My parents are still roped in red tape and I have nothing but nail clippers and a screwdriver. Since their credit union wouldn't accept their power of attorney, I whipped up a new one and brought a notary public to their nursing home.

Even with some practice, my mother couldn't drive her new wheelchair: the joystick has right and left reversed and she can't get used to it. Tonight I had the idea to flip it over so that the joystick is facing downward and right and left aren't flipped. We'll see how Mom does with it. 

Thursday, August 7, 2014

Eldercare: Almost It's Over!

How did things go so far downhill so fast?

A month ago, I wasn't thinking about my parents going to a nursing home and selling almost all their belongings. But kidney failure put my mother in the hospital and an accident put my father there, too, a few weeks ago. They've since improved and now they're both at a rehab center. Their dog has moved in with me.

Data to examine
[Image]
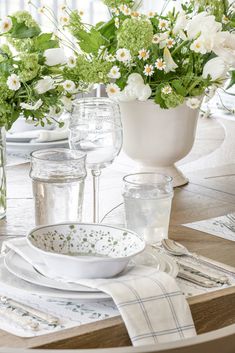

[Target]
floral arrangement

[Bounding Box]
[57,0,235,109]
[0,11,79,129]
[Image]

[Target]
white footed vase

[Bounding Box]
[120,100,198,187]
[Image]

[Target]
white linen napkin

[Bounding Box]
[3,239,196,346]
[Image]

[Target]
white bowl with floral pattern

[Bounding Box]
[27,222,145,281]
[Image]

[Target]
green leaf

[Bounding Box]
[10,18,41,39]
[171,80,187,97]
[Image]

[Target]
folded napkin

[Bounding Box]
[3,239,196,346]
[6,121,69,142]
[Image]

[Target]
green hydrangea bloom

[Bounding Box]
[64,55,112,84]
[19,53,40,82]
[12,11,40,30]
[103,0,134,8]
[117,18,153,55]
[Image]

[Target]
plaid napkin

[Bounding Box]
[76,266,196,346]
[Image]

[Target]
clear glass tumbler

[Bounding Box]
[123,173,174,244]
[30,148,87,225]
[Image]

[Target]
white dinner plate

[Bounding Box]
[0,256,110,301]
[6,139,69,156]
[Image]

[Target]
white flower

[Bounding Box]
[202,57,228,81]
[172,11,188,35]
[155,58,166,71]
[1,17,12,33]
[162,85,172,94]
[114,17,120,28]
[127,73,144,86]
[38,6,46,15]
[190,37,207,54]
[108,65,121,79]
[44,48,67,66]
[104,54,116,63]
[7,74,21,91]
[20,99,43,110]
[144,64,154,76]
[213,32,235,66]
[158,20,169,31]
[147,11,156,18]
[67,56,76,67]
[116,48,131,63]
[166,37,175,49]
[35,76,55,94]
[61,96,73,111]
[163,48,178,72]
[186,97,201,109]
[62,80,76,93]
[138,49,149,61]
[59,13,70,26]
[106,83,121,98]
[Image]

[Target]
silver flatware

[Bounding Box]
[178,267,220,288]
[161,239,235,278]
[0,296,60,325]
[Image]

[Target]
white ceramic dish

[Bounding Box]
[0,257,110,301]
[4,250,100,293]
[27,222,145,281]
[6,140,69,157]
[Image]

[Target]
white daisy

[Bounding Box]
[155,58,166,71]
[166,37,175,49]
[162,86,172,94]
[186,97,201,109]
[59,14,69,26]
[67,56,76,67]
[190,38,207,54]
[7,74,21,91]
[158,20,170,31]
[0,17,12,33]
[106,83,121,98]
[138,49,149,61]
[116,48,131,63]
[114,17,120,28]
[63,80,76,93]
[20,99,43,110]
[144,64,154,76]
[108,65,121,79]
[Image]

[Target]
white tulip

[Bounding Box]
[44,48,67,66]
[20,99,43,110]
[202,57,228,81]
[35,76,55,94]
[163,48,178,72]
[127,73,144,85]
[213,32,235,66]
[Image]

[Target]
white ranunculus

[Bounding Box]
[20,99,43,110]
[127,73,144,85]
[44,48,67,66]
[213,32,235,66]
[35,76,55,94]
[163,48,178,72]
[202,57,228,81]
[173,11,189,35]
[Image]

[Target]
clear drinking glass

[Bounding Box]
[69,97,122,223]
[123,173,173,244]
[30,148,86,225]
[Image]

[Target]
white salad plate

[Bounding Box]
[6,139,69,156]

* * *

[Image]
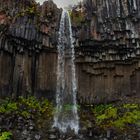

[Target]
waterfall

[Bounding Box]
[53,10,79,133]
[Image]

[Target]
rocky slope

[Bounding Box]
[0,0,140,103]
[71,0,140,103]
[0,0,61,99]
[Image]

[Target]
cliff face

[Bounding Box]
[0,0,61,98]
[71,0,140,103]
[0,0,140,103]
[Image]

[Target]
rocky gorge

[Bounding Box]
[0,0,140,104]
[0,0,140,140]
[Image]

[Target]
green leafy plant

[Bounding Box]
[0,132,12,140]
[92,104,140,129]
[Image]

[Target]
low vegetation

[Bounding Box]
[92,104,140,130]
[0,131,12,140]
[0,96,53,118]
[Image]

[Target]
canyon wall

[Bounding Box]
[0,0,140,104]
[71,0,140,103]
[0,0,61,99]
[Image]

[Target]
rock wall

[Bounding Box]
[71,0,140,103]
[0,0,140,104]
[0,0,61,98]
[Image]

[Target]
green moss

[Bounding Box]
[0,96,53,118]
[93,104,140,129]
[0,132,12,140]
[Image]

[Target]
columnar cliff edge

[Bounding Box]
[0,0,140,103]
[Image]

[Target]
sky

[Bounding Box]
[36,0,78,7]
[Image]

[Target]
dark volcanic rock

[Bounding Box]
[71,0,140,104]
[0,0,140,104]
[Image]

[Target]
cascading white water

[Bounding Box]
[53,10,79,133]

--

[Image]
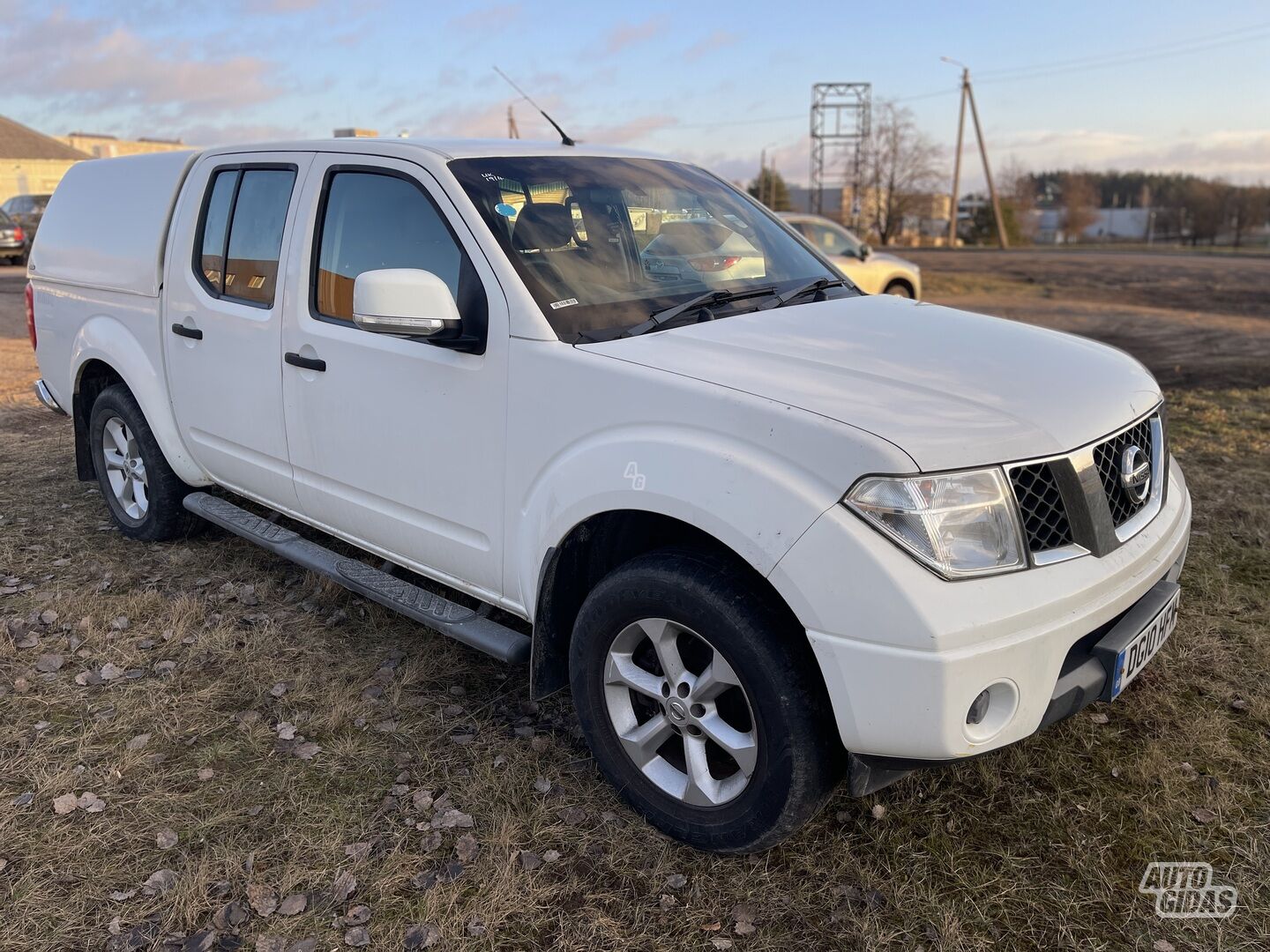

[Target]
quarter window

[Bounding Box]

Problem set
1. In the eldercare passage, what made it hard for the writer's mother to drive her new wheelchair?
2. Continue the eldercare passage from its last sentence.
The entries come from a different source than the eldercare passage.

Answers below
1. The joystick has right and left reversed, and she can't get used to it.

2.
Mom and Dad were in the same room, but they had to move my father because he called out for my mother all night and she couldn't get any sleep. Now he calls out to her from the room across the hall. He stops if I'm there--he calls out for me instead. At least my mother has the room to herself so she can learn to drive her new wheelchair, the one I found on Craigslist and bought from a guy at a storage unit way out in Longmont. When Mom said she found it hard to control, I bought a new joystick for it off Ebay.

Ebay wouldn't take my credit card--it said it had expired. It hadn't. The seller's website wouldn't take my address, even though I live in the US. I finally gave the seller my credit card number over the phone and got the joystick. I put the new joystick on her wheelchair the day after I got it, but Mom still can't drive it. This, from a woman who used to get around in a wheelchair that drove like a bumper car. I advised her to practice for a few hours.

Monday, I met with a man who does estate sales. He looked around my parents' house (after I'd taken out about 50 bags of papers and old toiletries) and said it would take him and his crew of six to eight people two weeks to set up. Most houses, he said, took a week to set up. Yes, I grew up in a (borderline) hoarder house. I've watched episodes of Clean House lately and wished the messy houses they show were all I had to deal with.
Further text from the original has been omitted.